GIVEN PROBLEM A: The review of The Sandman below names the tools that Burgess takes from the Sandman. List each of those tools.
GIVEN PROBLEM B: From the review of The Sandman below, reproduce word for word the part that opens with "The Sandman (2022)" and closes with "is still loose.".

DOCUMENT PASSAGE:
Monday, August 8, 2022

The Sandman (2022)

In 1916, Morpheus (Tom Sturridge), the king of dreams and nightmares, has ventured from his realm to hunt for a nightmare.  The Corinthian (Boyd Holbrook) has escaped to the waking world to become a serial killer.  No sooner does Morpheus find The Corinthian than he is entrapped by an occultist, Sir Roderick Burgess (Charles Dance).  Burgess takes the Sandman's tools - a ruby, a helmet, and a bag of endless sand - and demands that Morpheus resurrect the son who died in World War I.  Morpheus doesn't deign to speak to his captor.  It is 100 years before Morpheus is freed when the enchantment holding him is broken.  He finds that his powers are limited without his tools and he quests for them.  Of course, he knows that The Corinthian is still loose.

This Netflix series based on a popular Neil Gaiman comic book series (1989 - 1996) is interesting but entirely too woke.  One of the common complaints on IMDb is that multiple characters have been race and gender swapped.  John Constantine (the same from the 2005 Keanu Reeves movie) is here Johanna Constantine.  The presence of blacks throughout English history is ahistorical and kind of goofy.  Really, so little of the series takes place in historic England that one wonders why black characters are prominently included.  However, these are small things compared to the LGBT representation and almost universal presence of mixed-race couples.  Johanna Constantine is a Lesbian and her girlfriend is black.   Alex Burgess, son of Roderick, loves Paul, a black man.  The princess - an unspecified British Royal - is seeking to marry Kevin, a black man.  In the diner where John Dee (David Thewlis) misuses the Sandman's ruby, we have a mixed couple (Filipino woman & bisexual black man), a Lesbian, a gay man, a bisexual waitress, and a heterosexual man; just your average random selection of people in upstate New York.  In Florida, we meet a drag queen named Hal who owns a B&B.  It also turns out that The Corinthian is gay, having several opportunities to express his affection.  Probably around 50% of all kisses in the show were homosexual.  Representation, don't you know.

DATASET CONTENT:
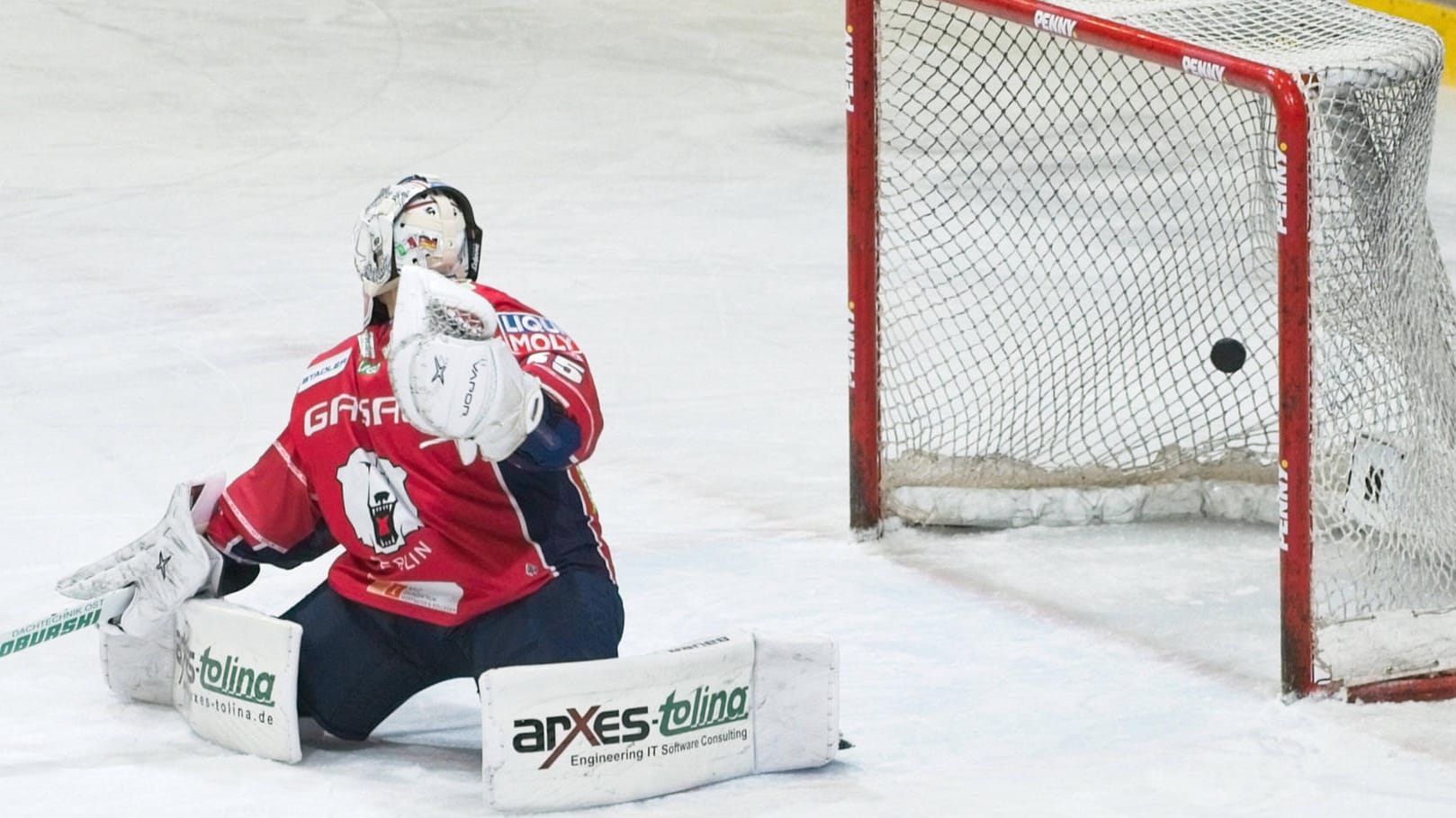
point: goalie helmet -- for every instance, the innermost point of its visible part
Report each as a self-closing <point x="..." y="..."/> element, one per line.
<point x="418" y="221"/>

COMPLETE OUTPUT A:
- a ruby
- a helmet
- a bag of endless sand

COMPLETE OUTPUT B:
The Sandman (2022)

In 1916, Morpheus (Tom Sturridge), the king of dreams and nightmares, has ventured from his realm to hunt for a nightmare.  The Corinthian (Boyd Holbrook) has escaped to the waking world to become a serial killer.  No sooner does Morpheus find The Corinthian than he is entrapped by an occultist, Sir Roderick Burgess (Charles Dance).  Burgess takes the Sandman's tools - a ruby, a helmet, and a bag of endless sand - and demands that Morpheus resurrect the son who died in World War I.  Morpheus doesn't deign to speak to his captor.  It is 100 years before Morpheus is freed when the enchantment holding him is broken.  He finds that his powers are limited without his tools and he quests for them.  Of course, he knows that The Corinthian is still loose.